◆ Given records ◆
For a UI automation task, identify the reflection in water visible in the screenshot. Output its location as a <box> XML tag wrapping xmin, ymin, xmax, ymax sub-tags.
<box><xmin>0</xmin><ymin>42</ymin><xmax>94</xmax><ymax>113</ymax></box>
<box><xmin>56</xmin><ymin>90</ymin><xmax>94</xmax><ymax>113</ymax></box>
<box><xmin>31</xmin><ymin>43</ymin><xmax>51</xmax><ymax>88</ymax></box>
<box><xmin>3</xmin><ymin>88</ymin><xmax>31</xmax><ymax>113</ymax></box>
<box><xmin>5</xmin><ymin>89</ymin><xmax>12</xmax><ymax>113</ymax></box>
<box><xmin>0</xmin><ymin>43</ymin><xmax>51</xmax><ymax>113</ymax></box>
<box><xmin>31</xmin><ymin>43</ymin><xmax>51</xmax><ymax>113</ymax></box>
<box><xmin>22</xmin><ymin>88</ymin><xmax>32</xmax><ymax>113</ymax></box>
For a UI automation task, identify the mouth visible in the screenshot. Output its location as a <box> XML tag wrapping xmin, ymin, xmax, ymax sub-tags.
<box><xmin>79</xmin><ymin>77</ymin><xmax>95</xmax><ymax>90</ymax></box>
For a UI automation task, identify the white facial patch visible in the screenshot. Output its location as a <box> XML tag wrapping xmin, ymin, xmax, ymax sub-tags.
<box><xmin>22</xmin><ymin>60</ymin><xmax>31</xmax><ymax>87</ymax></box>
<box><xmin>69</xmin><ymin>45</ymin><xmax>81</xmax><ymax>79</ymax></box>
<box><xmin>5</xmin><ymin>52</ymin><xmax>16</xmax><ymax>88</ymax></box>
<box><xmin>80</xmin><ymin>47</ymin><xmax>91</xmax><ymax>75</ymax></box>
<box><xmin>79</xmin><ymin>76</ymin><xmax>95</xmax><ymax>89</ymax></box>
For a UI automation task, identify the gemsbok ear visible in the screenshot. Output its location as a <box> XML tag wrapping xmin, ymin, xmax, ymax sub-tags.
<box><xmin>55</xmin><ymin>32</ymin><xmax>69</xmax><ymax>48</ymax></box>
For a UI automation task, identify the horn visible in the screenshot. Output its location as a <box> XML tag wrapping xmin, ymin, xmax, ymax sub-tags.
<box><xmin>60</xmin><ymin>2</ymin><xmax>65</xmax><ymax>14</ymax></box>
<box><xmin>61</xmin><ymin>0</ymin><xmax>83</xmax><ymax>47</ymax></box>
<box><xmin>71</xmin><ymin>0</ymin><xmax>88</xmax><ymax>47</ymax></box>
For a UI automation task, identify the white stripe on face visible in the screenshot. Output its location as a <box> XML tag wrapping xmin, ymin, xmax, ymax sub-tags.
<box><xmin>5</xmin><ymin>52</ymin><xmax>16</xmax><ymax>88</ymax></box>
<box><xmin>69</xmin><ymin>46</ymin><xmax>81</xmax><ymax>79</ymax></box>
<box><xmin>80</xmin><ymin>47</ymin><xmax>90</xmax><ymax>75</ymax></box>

◆ Task objective ◆
What you give back should be the lines from the one with "For a UI automation task, identify the gemsbok" to the end of the data, copied exactly, both ends included.

◆ Output for this task ◆
For a UI automation task, identify the gemsbok ear visible in the screenshot. Output its location as a <box> XML tag wrapping xmin, ymin, xmax, ymax sub-tags.
<box><xmin>55</xmin><ymin>32</ymin><xmax>69</xmax><ymax>48</ymax></box>
For a UI automation task, identify the horn visible in the screenshot. Output its location as a <box> XML tag wrapping xmin, ymin, xmax, ymax sub-tags.
<box><xmin>60</xmin><ymin>2</ymin><xmax>65</xmax><ymax>14</ymax></box>
<box><xmin>61</xmin><ymin>0</ymin><xmax>83</xmax><ymax>47</ymax></box>
<box><xmin>71</xmin><ymin>0</ymin><xmax>88</xmax><ymax>47</ymax></box>
For a UI automation task, identify the white stripe on face visible in the screenshot. Output its location as a <box> XML tag wrapping xmin, ymin, xmax, ymax sub-tags.
<box><xmin>5</xmin><ymin>52</ymin><xmax>16</xmax><ymax>88</ymax></box>
<box><xmin>69</xmin><ymin>46</ymin><xmax>81</xmax><ymax>79</ymax></box>
<box><xmin>80</xmin><ymin>47</ymin><xmax>90</xmax><ymax>75</ymax></box>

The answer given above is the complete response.